** Start of PROVIDED TEXT **
Relative Minor and Parallel Minor EXPLAINED

Understanding the concept of relative and parallel keys is a must for any decent musician. Relative minor? Parallel major? These music theory terms are a lot easier than they might seem. Let's learn about relative and parallel keys now.

Relative Minor and Parallel Minor EXPLAINED

Understanding the concept of relative and parallel keys is a must for any decent musician. Relative minor? Parallel major? These music theory terms are a lot easier than they might seem. Let's learn about relative and parallel keys now.

Relative minor

Examples are easiest to understand:

  • The relative minor of C major is A minor
  • The relative minor of F major is D minor
  • The relative minor of A major is F# minor

You can already see a pattern here:

The relative minor is always a minor third (or 3 half steps) below the major.

Though this is easy to remember, it doesn't yet explain, what relative minor is and why we need it. So let me ask the question: what do the major key and its relative minor have in common?

If you answered that they have the same accidentals or the same scale material, you were correct! The note material of C major is the same as the note material of A minor (i.e. all the white keys on a piano). The only difference between a major key and its relative minor key is the root: The root of C major is C, while the root of A minor is A.

In the circle of fifths, which orders all keys by their accidentals, C major and A minor actually share the same spot! And so do all other major and their relative minor keys.

If we look at relative minor as a chord (as opposed to a whole key), we can see that both the C major chord and the A minor chord belong to the other chord’s key. That means the A minor chord is included in the key of C major (it's the chord on the sixth scale degree) and the C major chord is included in the key of A minor (it's the chord on the third scale degree).
** End of PROVIDED TEXT **
** Start of PROVIDED INFORMATION **
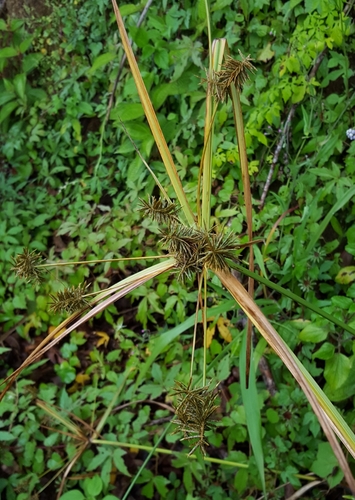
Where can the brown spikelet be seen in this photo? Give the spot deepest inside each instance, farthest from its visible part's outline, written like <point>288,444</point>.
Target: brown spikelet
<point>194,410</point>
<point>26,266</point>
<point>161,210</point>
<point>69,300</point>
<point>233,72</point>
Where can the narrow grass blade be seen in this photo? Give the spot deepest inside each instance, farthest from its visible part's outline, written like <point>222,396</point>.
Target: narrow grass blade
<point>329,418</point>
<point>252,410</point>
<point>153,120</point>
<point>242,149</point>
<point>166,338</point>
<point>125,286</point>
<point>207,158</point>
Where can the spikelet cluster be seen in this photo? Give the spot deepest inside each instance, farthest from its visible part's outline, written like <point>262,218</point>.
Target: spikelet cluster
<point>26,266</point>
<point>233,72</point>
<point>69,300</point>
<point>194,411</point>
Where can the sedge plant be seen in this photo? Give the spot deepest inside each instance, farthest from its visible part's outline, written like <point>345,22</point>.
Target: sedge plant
** End of PROVIDED INFORMATION **
** Start of PROVIDED INFORMATION **
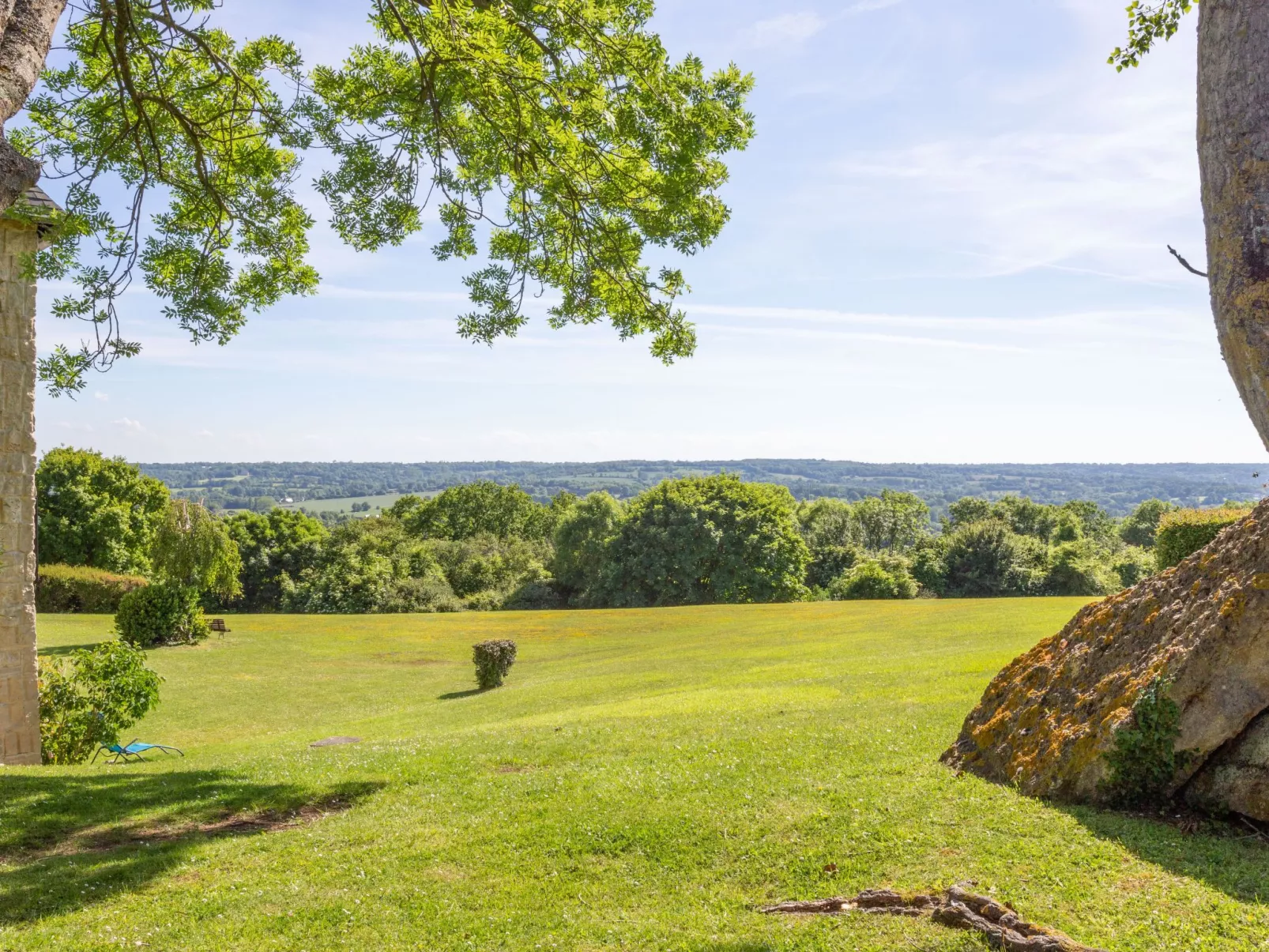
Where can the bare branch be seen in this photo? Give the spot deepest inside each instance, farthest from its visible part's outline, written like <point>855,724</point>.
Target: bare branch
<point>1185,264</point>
** End of PROVIDED INFORMATION **
** Start of PROVIDED INFORMATION **
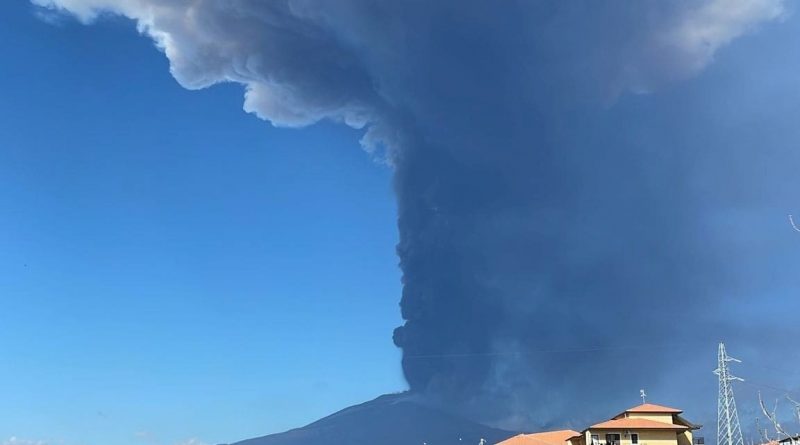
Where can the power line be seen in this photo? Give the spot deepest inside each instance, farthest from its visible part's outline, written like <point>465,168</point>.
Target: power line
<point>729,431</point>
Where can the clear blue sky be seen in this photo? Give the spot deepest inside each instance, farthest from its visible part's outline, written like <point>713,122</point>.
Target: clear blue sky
** End of PROVIDED INFORMATION **
EXERCISE REQUIREMENTS -
A - Reproduce the relative minor lesson word for word from "In the circle" to "relative minor keys.".
B - According to the relative minor lesson, why do C major and A minor share the same spot in the circle of fifths?
The lines above stand apart from the relative minor lesson.

RESULTS OF THE TASKS -
A -
In the circle of fifths, which orders all keys by their accidentals, C major and A minor actually share the same spot! And so do all other major and their relative minor keys.

B - The circle of fifths orders all keys by their accidentals. C major and A minor have the same accidentals and the same note material, so they sit in the same spot.